-- Start of SUPPLIED ENTRIES --

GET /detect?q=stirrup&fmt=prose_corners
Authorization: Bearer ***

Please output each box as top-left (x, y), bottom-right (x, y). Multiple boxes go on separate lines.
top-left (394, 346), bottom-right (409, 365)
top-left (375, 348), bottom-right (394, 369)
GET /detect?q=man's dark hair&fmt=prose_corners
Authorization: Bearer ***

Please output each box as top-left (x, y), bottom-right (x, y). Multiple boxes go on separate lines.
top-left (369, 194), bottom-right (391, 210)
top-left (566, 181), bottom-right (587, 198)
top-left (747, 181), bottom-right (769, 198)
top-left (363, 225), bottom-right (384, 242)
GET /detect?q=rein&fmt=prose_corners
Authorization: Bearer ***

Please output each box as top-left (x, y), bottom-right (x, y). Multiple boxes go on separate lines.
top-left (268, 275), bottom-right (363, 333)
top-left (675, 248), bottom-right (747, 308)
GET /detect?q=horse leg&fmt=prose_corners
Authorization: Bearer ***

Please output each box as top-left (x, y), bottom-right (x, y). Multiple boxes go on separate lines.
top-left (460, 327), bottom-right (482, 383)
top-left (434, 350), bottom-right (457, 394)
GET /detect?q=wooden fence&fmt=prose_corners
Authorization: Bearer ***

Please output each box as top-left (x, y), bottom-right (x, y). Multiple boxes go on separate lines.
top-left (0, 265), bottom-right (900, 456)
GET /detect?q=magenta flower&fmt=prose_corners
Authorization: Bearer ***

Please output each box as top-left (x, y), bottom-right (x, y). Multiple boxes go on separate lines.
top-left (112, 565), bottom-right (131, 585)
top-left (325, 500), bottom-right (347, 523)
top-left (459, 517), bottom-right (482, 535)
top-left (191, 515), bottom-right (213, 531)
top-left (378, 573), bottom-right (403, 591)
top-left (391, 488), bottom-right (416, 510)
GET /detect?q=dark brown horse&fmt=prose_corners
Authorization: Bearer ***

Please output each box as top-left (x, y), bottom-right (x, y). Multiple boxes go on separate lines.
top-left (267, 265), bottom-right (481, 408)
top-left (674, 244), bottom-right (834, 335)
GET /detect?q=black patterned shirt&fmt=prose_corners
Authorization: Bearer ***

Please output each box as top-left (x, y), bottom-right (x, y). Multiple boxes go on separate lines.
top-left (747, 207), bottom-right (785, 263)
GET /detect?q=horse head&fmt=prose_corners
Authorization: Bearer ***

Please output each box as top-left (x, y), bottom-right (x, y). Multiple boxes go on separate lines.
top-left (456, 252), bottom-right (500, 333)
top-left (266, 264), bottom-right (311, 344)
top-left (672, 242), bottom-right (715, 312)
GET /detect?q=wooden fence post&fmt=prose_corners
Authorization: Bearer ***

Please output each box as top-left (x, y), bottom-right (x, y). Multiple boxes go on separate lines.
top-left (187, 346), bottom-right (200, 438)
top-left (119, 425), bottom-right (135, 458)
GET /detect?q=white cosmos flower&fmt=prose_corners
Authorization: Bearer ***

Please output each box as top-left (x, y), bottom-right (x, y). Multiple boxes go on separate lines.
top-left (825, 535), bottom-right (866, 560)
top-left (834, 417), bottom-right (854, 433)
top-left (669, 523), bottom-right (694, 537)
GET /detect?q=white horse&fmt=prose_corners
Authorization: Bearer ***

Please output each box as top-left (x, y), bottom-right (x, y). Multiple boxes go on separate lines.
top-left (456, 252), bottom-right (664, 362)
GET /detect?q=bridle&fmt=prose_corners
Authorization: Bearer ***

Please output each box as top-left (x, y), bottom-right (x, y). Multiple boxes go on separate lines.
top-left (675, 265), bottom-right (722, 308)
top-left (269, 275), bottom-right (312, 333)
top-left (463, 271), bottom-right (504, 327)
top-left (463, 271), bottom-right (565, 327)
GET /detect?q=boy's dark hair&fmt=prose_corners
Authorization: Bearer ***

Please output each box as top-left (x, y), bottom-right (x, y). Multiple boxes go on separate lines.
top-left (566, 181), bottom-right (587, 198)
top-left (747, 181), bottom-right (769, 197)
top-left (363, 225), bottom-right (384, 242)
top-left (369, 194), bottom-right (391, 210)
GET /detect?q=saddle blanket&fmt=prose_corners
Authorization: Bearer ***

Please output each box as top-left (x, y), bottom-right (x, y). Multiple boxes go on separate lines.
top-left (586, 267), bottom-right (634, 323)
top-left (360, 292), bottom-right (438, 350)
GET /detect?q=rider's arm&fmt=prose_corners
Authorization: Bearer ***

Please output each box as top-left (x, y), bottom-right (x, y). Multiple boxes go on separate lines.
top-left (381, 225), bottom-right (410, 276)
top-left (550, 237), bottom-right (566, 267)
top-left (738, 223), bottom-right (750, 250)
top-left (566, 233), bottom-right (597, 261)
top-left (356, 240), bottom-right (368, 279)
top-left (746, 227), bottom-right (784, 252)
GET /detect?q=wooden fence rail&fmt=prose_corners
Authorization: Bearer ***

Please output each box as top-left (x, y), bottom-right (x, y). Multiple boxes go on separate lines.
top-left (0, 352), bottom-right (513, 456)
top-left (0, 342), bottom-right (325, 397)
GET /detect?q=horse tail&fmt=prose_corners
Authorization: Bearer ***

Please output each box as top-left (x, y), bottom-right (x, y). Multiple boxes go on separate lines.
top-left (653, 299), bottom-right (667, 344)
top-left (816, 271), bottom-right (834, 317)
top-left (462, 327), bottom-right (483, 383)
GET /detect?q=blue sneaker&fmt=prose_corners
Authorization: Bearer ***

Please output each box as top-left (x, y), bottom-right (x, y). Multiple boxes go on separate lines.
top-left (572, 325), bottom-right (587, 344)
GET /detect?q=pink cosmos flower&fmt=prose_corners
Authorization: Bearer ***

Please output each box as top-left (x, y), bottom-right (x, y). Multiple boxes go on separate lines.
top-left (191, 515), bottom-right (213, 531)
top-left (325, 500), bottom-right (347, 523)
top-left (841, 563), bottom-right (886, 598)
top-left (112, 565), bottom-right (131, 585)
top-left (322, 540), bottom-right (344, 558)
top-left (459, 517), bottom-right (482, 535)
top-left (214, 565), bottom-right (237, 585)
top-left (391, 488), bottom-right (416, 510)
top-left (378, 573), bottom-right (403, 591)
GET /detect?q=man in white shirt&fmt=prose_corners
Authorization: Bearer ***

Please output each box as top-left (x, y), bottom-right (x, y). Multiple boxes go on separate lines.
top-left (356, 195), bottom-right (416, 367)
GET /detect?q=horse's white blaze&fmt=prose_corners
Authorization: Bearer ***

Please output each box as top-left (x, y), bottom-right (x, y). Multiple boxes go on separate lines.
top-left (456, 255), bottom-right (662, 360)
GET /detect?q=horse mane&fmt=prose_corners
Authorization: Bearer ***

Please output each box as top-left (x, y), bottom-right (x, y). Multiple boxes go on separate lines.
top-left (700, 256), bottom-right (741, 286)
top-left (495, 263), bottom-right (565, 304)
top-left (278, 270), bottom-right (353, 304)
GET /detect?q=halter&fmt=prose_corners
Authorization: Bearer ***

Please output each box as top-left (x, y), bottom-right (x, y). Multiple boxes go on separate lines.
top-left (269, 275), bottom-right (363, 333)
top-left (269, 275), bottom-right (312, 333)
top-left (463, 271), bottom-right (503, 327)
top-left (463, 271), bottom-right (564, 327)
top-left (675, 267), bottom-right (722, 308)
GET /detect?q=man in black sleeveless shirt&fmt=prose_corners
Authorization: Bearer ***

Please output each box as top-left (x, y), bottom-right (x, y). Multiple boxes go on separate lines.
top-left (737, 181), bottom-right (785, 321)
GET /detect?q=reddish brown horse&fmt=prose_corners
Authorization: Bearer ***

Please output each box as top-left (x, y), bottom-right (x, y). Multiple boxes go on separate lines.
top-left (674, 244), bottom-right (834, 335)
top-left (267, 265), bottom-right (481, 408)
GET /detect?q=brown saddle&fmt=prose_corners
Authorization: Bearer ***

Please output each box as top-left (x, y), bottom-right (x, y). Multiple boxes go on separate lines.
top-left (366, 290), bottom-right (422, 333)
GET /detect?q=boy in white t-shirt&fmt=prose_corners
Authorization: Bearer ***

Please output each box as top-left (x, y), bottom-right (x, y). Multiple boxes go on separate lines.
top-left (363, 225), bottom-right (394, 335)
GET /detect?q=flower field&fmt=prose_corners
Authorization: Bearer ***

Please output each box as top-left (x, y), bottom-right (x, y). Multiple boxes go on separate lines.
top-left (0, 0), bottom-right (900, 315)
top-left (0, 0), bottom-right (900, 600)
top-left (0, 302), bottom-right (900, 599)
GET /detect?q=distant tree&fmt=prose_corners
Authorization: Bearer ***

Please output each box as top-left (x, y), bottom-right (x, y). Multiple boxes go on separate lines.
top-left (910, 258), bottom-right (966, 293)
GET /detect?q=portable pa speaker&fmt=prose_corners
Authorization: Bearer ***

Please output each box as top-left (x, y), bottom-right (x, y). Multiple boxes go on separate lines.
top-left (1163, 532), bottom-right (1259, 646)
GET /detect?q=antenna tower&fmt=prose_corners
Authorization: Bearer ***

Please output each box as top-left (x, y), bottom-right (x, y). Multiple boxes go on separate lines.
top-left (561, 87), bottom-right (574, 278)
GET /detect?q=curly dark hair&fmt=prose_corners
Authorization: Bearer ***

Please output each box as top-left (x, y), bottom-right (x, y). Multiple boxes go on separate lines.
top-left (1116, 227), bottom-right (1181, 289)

-- End of SUPPLIED ENTRIES --

Rescale the lines above, beginning with the first and stopping after the one containing "top-left (375, 348), bottom-right (394, 369)". Reproduce only those lines, requests included, with every box coordinate in the answers multiplied by 0.85 and rounded to a whole number, halves rounding up.

RESPONSE FOR THIS EXERCISE:
GET /detect?q=stirrup&fmt=prose_corners
Authorization: Bearer ***

Please output each box as top-left (x, y), bottom-right (x, y). Multiple boxes go on separate lines.
top-left (335, 294), bottom-right (348, 310)
top-left (319, 296), bottom-right (335, 314)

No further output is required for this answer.